> Document text

-- Start --

Willingness To Try An Idea

by Trish on June 14, 2012

in Create Now! Revolution, Creativity Workshop

 

The willingness to try—to harness those fragile ideas—exists here. —Jonathan Ive

In case you don’t know who Jonathan Ive is, he’s recently Sir Jonathan Ive, the British-born Apple designer who is famous for the iPod, the iMac, the iPad, etc., etc., etc.

Something he said a few years ago struck me. He was asked by Stephen Fry (British author and tv personality) why he resided in the United States of America rather than in Britain or Canada or elsewhere and his answer was so interesting.

The willingness to try—to harness those fragile ideas—exists here.

I particularly loved the middle piece of his reply—to harness those fragile ideas—the most. It’s exactly the purpose of the new Trishlawrence.com. Ideas are fragile. So very fragile, and so quickly, we give up on the most fragile wisps of a business idea just because we are afraid or we’re sure that people will think we’re stupid, or because we’ve been trained to believe that “we” will never come up with anything useful to the universe. That we can’t possibly do it right or well or the best.

-- End --

> To do
1. How would you say "Something he said a few years ago struck me." in Spanish, as it appears in the Jonathan Ive post?
2. Do these statements agree with the Jonathan Ive post? Answer yes or no for each, quoting the words that decide it. (a) Stephen Fry asked Ive why he lived in the United States. (b) Ive was born in Canada. (c) The writer liked the final part of Ive's reply most.
3. On what date was the Jonathan Ive post published?
Rely only on the Jonathan Ive post for your answers.

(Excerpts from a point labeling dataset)
-- Start --

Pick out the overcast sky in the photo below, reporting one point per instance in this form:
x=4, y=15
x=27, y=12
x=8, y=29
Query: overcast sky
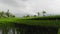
x=23, y=7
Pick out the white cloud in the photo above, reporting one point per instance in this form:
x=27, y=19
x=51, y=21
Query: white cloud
x=22, y=7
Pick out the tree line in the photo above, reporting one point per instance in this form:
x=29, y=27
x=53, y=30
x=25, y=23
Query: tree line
x=6, y=14
x=38, y=14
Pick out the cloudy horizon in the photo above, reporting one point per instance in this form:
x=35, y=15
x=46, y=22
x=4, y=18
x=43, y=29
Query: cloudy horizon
x=24, y=7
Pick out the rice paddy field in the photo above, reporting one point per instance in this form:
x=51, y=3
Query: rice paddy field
x=37, y=21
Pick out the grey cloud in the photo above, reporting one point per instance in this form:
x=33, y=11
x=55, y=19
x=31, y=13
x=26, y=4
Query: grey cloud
x=10, y=2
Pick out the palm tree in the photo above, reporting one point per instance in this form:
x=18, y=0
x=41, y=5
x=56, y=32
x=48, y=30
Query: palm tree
x=44, y=13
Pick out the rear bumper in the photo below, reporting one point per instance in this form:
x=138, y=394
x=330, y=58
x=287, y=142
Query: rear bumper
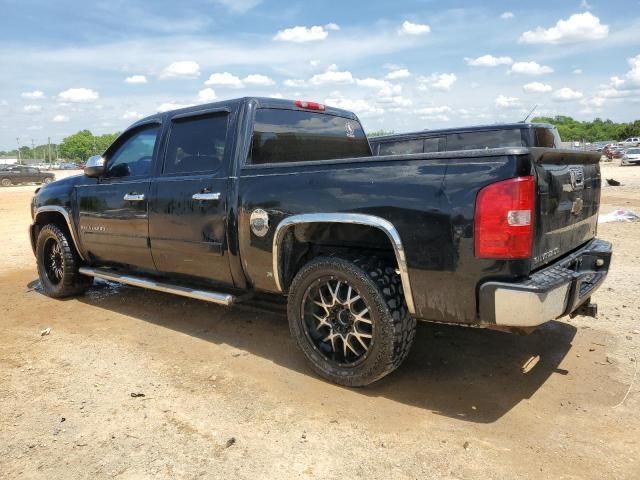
x=549, y=293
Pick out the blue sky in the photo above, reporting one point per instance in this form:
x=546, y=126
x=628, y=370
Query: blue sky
x=68, y=65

-- End --

> Problem solutions
1. Algo que dijo hace unos años me llamó la atención.

2.
(a) Yes: "He was asked by Stephen Fry (British author and tv personality) why he resided in the United States of America rather than in Britain or Canada or elsewhere"
(b) No: "the British-born Apple designer"
(c) No: "I particularly loved the middle piece of his reply"

3. June 14, 2012